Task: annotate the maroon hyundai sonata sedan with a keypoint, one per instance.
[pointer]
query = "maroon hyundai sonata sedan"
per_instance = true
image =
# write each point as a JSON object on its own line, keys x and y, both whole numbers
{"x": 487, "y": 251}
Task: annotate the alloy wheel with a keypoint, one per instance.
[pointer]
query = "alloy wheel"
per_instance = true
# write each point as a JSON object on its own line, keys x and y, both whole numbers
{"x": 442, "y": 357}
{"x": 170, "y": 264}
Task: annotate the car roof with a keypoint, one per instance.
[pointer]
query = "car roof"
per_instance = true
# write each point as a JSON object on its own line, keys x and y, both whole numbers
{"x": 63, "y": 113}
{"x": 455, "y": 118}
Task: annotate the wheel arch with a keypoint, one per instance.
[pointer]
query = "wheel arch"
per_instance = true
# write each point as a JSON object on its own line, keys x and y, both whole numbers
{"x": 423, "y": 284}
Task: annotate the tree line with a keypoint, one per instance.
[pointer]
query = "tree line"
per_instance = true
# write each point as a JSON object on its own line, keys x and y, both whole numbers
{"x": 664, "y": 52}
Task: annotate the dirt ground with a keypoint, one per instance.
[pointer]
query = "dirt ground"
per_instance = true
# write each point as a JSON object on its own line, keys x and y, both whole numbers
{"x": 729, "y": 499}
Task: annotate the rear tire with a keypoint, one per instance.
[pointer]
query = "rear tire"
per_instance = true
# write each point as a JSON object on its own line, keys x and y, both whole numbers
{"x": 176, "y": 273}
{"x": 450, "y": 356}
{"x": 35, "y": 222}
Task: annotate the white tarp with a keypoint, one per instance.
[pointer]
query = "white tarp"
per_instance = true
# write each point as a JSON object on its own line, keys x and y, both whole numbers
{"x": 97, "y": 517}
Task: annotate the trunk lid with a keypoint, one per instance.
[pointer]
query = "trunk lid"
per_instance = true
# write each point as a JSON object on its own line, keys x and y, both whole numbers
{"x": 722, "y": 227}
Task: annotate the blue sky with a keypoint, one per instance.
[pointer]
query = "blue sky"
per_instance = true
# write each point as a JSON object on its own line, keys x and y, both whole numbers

=-=-=

=== Instructions for the task ===
Reproduce every line above without error.

=== Task result ===
Task: annotate the maroon hyundai sonata sedan with a keypoint, one per instance.
[pointer]
query = "maroon hyundai sonata sedan"
per_instance = true
image =
# write each point as a JSON object on its own line, keys x and y, both whole numbers
{"x": 487, "y": 251}
Task: annotate the alloy wheel with a keypoint, one per instance.
[pointer]
query = "alloy wheel"
per_instance = true
# write each point as a JSON object on its own line, keys x and y, both whole numbers
{"x": 442, "y": 357}
{"x": 170, "y": 264}
Task: annotate the car roof with a keypoint, one per instance.
[pointer]
query = "car roof"
per_instance = true
# write each point as a JSON object on its own line, keys x and y, both whole numbers
{"x": 63, "y": 113}
{"x": 455, "y": 118}
Task: annotate the wheel arch with a keypoint, one per instance.
[pointer]
query = "wheel arch"
per_instance = true
# write each point as a JSON object on its own line, keys x and y, both whole numbers
{"x": 423, "y": 284}
Task: annotate the tree line with a keypoint, one per instance.
[pointer]
query = "tree line"
per_instance = true
# write each point as a JSON object on its own line, keys x and y, both whole numbers
{"x": 664, "y": 52}
Task: annotate the dirt ground with a keypoint, one per instance.
[pointer]
query = "dirt ground"
per_instance = true
# write each point as a JSON object on its own line, keys x and y, both whole numbers
{"x": 729, "y": 499}
Task: annotate the rear tire with a keypoint, one per instance.
[pointer]
query = "rear tire"
per_instance = true
# write each point as a JSON object on its own line, keys x and y, both whole numbers
{"x": 176, "y": 273}
{"x": 450, "y": 356}
{"x": 35, "y": 222}
Task: annotate the white tarp with a keypoint, one per instance.
[pointer]
query = "white tarp"
per_instance = true
# write each point as a JSON object on its own line, keys x and y, both whole numbers
{"x": 97, "y": 517}
Task: annotate the trunk lid with a keypoint, one per instance.
[pointer]
query = "trunk lid"
per_instance = true
# write each point as a JSON object on its own line, keys x and y, both whole numbers
{"x": 722, "y": 227}
Task: annotate the blue sky with a keypoint, one per instance.
[pointer]
query = "blue sky"
per_instance = true
# write each point as a JSON object on its own line, keys x and y, both whole numbers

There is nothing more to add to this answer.